About Me

My photo
Sydney, Australia
A natural curiosity for what's over the next hill has taken me on a vast array of trips over the years, most of which involve human powered travel. There's so much more to do. All images © Darren Mckenzie.

Thursday, September 6, 2012

KIANDRA TO KOSCIUSKO.....almost.










See this post for another trip across.

I don't often revisit trips of the past as they seem to lose all the detail over time which is important to me when writing about our adventures. Some trips however seem to linger for longer, so before age extracts any more detail from the grey matter, I'll etch the remainder into the blog stone.

For those who are familiar with the K2K, well...this will be an amusing post. For those that know nothing of the classic 80k route from Kiandra in the Northern end of Kosciusko National Park, to Thredbo (the commonly accepted finish point these days)...well it may also be an amusing post.

**Entries from a point annotation set**
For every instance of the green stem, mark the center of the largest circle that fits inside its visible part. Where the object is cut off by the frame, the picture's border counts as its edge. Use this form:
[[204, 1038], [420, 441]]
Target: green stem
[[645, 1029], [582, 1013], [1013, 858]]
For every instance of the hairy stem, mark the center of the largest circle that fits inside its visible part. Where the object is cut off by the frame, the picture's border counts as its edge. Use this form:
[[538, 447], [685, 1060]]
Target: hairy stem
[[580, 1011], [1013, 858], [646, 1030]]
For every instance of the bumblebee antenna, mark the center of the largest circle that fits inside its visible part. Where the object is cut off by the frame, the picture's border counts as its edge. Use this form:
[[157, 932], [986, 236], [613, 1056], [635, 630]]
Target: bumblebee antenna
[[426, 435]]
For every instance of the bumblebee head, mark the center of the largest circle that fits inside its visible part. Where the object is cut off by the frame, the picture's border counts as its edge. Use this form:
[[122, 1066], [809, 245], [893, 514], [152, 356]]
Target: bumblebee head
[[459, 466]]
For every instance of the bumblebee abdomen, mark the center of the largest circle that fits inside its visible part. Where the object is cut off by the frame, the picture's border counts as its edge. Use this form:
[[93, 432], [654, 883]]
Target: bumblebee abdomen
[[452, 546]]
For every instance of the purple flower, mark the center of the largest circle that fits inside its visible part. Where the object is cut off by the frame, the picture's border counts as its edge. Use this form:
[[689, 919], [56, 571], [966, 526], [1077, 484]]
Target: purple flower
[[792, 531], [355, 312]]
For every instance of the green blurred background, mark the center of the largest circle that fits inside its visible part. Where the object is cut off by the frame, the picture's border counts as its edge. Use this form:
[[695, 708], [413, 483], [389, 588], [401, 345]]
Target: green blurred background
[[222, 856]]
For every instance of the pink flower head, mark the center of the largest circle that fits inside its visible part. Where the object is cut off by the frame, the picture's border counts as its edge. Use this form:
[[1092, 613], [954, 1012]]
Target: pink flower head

**Job A**
Can you answer these about the Kiandra to Kosciusko blog post?
(i) What location is given for the blogger?
(ii) How long is the classic route, according to the post?
(iii) What is named as the commonly accepted finish point these days?
**Job B**
Could you write the next part of the Kiandra to Kosciusko blog post, picking up right after its last sentence?
The material plays no role in any of this.

**Exercise response A**
(i) Sydney, Australia
(ii) 80k
(iii) Thredbo

**Exercise response B**
I'll start by saying that in August 2003 I completed the same route on snow shoes and snowboard solo in 5 days. It was an amazing trip that opened my mind to what was on offer in our own backyard. My dreams of polar crossings gained momentum from plodding around KNP in the early days and allowed a steady flow of knowledge and experience to build.

In 2009 Dana and I decided to retrace the same route, but take our time and ride some of the more remote peaks in the park. We had two weeks worth of food and equipment and no set agenda. At the time Dana had only two or three days skiing experience and hauled a fairly hefty load in some trying conditions.

With a gale force wind warning and prefrontal rain arriving on the day of our departure we left slightly nervous about the journey ahead......






























Within 20 minutes of leaving the first drops of rain started to fall, and continued all day. It was miserable to say the least, but the gale force winds were only moderate in the northern end of the park which allowed us to keep moving until at 2.30pm when we made camp as the heavens opened.
It continued on and off during the night but the temps were too warm for snow.









The snow pack was heavy and wet and I knew it was going to be marginal on the Happy Jacks plain, but woke to snow falling on the second day. The first day was tough and I had spent a fair portion of the day dragging the pulk over grass and gravel trying desperately to keep on snow to protect the bottom and to make it easier to haul.  Day 2 started a little easier but turned into a long day as we aimed for Happy's Hut in the hope of drying out some gear.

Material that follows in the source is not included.